## Exercise
The copy should begin at the line containing "# rows in the form column 11, row 19" and end with the last line below, every line exact and no picture included.

## Given records
□ □ □

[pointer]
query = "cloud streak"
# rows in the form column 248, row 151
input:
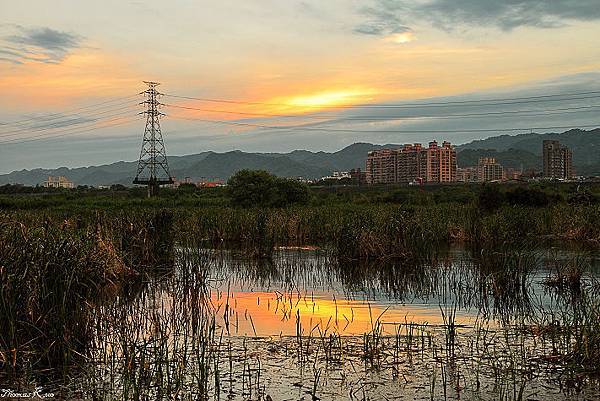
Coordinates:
column 386, row 17
column 43, row 45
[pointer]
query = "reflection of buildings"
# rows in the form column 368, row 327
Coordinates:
column 558, row 160
column 435, row 164
column 58, row 182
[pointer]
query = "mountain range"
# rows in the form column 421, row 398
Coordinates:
column 517, row 151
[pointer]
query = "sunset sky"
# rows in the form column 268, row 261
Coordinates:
column 297, row 59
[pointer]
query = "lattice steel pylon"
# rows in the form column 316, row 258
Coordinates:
column 153, row 168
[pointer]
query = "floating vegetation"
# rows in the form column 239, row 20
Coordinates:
column 321, row 303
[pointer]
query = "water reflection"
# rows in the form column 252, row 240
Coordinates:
column 308, row 291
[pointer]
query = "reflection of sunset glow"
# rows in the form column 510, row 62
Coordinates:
column 269, row 314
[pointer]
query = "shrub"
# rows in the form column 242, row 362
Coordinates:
column 527, row 197
column 249, row 188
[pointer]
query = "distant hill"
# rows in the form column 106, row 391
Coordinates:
column 512, row 151
column 584, row 144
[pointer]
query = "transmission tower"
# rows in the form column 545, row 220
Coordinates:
column 153, row 169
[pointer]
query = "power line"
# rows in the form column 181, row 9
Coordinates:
column 305, row 116
column 61, row 124
column 77, row 131
column 297, row 128
column 62, row 114
column 478, row 102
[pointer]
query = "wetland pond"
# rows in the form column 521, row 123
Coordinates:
column 304, row 326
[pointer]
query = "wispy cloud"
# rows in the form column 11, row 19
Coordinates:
column 385, row 17
column 43, row 45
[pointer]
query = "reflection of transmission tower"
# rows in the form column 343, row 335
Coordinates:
column 153, row 169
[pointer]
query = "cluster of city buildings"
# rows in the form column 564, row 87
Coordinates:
column 558, row 161
column 58, row 182
column 416, row 164
column 412, row 163
column 203, row 183
column 487, row 170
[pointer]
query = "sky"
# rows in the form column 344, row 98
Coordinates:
column 71, row 72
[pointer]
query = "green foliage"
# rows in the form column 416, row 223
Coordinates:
column 249, row 188
column 490, row 198
column 528, row 197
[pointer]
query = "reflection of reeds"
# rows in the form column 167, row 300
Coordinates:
column 167, row 341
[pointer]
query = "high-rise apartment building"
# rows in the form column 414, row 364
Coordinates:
column 412, row 163
column 381, row 166
column 58, row 182
column 558, row 160
column 489, row 170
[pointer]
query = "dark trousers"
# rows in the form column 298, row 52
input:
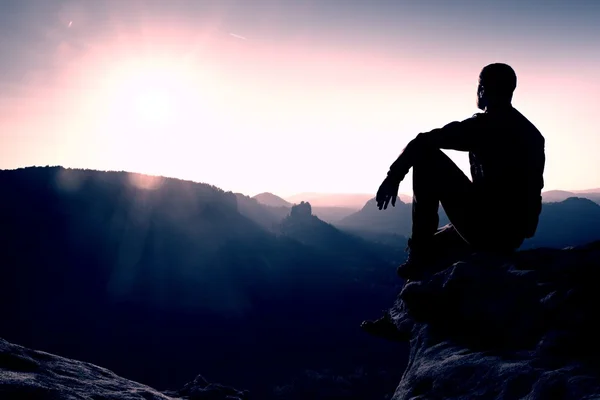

□ □ □

## Task response
# rows in the form column 11, row 19
Coordinates:
column 385, row 17
column 43, row 45
[pointer]
query = "reflection of transmission tower"
# rows in the form column 343, row 335
Coordinates:
column 153, row 169
[pointer]
query = "cluster of city buildings"
# rows in the form column 564, row 87
Coordinates:
column 558, row 161
column 58, row 182
column 416, row 164
column 412, row 163
column 203, row 183
column 487, row 170
[pointer]
query = "sky"
# rows in the form column 344, row 98
Coordinates:
column 71, row 72
[pointer]
query = "green foliage"
# rows in the form column 416, row 223
Coordinates:
column 249, row 188
column 490, row 198
column 528, row 197
[pointer]
query = "reflection of reeds"
# rows in the form column 167, row 300
Coordinates:
column 167, row 341
[pointer]
query = "high-rise apartment building"
# rows in the form column 414, row 364
Coordinates:
column 412, row 163
column 381, row 166
column 58, row 182
column 558, row 160
column 489, row 170
[pointer]
query = "dark trousers"
# rows in the form column 298, row 52
input:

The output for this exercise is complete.